▶ **Available data**
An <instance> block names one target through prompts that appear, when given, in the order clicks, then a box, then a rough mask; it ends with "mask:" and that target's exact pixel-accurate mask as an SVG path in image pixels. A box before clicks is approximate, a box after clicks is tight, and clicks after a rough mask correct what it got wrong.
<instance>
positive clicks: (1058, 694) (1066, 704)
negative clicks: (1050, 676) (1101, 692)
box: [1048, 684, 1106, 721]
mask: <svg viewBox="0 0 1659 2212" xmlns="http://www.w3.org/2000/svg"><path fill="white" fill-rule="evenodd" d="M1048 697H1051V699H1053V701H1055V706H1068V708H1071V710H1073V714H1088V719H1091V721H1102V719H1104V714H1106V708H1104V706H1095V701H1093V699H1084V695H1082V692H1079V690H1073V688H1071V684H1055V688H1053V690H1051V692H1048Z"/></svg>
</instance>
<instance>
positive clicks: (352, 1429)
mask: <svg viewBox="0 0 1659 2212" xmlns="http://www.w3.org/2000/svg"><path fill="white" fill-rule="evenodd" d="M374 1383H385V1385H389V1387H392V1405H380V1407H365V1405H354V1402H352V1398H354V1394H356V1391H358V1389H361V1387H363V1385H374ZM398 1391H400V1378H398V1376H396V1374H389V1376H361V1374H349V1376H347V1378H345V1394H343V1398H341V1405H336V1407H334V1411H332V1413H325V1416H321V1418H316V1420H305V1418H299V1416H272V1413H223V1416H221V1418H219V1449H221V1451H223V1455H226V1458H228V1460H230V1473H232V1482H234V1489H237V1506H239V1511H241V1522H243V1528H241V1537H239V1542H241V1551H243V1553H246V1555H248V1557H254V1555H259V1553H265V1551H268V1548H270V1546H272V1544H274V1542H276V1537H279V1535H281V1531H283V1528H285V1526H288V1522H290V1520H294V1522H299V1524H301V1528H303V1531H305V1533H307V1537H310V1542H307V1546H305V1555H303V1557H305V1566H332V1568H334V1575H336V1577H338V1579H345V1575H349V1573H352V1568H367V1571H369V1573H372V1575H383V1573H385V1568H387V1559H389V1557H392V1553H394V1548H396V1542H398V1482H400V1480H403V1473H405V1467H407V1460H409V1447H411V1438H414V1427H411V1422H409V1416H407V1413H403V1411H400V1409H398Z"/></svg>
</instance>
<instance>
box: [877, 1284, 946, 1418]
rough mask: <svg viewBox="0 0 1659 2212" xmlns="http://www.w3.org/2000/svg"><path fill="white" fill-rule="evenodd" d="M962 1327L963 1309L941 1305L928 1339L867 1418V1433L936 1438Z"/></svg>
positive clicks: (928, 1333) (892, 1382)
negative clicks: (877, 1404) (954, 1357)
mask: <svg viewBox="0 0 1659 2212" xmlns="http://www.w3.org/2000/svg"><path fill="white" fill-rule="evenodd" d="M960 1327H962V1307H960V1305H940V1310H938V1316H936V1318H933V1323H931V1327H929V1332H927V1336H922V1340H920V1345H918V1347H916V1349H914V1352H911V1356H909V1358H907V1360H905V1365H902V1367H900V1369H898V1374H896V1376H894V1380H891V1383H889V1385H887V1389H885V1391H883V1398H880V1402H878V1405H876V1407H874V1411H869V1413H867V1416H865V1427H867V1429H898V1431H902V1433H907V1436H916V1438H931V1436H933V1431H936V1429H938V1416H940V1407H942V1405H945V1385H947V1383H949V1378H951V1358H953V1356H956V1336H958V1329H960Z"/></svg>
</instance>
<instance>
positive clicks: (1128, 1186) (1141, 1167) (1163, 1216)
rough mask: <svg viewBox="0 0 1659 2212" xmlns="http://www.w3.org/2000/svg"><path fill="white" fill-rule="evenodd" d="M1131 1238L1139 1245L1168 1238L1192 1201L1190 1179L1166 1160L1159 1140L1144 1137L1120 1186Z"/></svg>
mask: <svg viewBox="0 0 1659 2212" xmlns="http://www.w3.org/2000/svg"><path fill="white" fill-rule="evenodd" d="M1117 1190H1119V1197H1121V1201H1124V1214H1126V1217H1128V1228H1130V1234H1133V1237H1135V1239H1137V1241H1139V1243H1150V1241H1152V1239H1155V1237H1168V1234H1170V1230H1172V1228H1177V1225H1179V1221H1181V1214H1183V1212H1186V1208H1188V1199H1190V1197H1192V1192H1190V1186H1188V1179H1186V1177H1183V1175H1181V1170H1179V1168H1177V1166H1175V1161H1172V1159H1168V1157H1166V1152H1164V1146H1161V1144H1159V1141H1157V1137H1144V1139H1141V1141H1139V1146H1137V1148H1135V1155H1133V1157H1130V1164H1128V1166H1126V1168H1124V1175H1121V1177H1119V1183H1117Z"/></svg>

▶ **What is needed**
Write out exactly the lines from the beginning of the material above through the line with "negative clicks: (1050, 676) (1101, 692)", including both and omitting all others.

▶ **Solved problem**
An <instance> block names one target through prompts that appear, when given, in the order clicks, then a box, then a rough mask; it ends with "mask:" and that target's exact pixel-accurate mask as an SVG path in image pixels. A box before clicks is approximate, a box after clicks is tight, and clicks after a rough mask correct what it got wrong.
<instance>
positive clicks: (1058, 694) (1066, 704)
negative clicks: (1050, 676) (1101, 692)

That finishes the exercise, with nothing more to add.